## Your instructions
No record may be omitted; give all of them again exactly.

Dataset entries

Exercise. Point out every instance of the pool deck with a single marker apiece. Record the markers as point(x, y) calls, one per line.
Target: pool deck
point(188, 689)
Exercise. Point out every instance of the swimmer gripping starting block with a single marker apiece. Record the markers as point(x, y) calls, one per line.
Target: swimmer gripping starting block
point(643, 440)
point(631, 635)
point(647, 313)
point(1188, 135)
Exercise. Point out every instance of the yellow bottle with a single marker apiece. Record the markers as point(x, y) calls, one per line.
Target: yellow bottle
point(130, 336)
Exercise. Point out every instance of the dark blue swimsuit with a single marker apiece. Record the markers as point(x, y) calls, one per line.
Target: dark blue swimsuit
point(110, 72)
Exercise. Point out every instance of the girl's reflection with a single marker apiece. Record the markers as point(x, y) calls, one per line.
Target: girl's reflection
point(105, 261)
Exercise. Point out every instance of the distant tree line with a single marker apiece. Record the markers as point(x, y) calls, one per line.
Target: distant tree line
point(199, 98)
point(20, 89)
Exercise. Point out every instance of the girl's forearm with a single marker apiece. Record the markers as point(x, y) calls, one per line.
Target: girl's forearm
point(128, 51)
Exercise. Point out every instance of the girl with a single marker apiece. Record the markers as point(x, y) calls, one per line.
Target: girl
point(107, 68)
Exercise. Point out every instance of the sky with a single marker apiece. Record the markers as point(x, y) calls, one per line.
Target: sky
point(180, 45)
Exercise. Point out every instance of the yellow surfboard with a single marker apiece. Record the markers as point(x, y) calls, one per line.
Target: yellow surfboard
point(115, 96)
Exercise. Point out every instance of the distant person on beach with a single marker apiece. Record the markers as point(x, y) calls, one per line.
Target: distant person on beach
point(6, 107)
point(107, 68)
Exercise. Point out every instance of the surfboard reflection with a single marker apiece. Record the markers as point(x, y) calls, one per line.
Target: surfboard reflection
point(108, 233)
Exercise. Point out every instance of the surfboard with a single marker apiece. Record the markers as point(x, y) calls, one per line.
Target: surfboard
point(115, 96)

## Response to this task
Exercise. Point out every instance of the pool deck with a single marker apiece. Record the markers as point(x, y) calls, one per line.
Target: pool deck
point(188, 689)
Exercise. Point out every instance of the swimmer gripping starting block with a single marker apiece. Record the markers as point(x, y) calls, one per line.
Target: swimmer gripping starting block
point(643, 440)
point(631, 635)
point(647, 313)
point(1188, 135)
Exercise. Point out every instance of the yellow bottle with a single marker apiece. Record the markers as point(x, y) calls, one per line.
Target: yellow bottle
point(130, 336)
Exercise. Point out every instance of the dark blue swimsuit with a single marker apiece. Record the markers as point(x, y) calls, one per line.
Target: dark blue swimsuit
point(110, 72)
Exercise. Point out every instance of the girl's reflection with a single marker apiece. Record the markers as point(x, y) calls, one per line.
Target: girl's reflection
point(105, 261)
Exercise. Point out every instance of the distant tree line with a single marker apiece. Record the markers as point(x, y) calls, one per line.
Target: distant tree line
point(199, 98)
point(20, 89)
Exercise. Point out every instance of the girl's forearm with a single marker apiece. Record the markers as point(x, y) calls, one per line.
Target: girl's forearm
point(128, 51)
Exercise. Point out every instance of the girl with a single marker apiece. Record the markers as point(x, y) calls, one per line.
Target: girl
point(107, 68)
Exercise. Point out every instance of the sky with a single marker apiece. Record the markers as point(x, y) calls, one per line.
Target: sky
point(180, 45)
Exercise. Point out every instance of the yellow surfboard with a single marker apiece. Record the markers as point(x, y) calls, one per line.
Target: yellow surfboard
point(115, 96)
Exercise. Point out every instance of the distant person on beach with a single marker apiece. Record the markers as point(x, y) calls, one per line.
Target: distant person on beach
point(6, 107)
point(107, 68)
Exercise. Point out every instance of the surfboard reflection with a single marker apiece. Record the markers as point(x, y) calls, one per line.
Target: surfboard reflection
point(108, 233)
Exercise. Point out every instance of the surfboard with a single marker apiece. Record the markers as point(x, y) calls, one per line.
Target: surfboard
point(115, 96)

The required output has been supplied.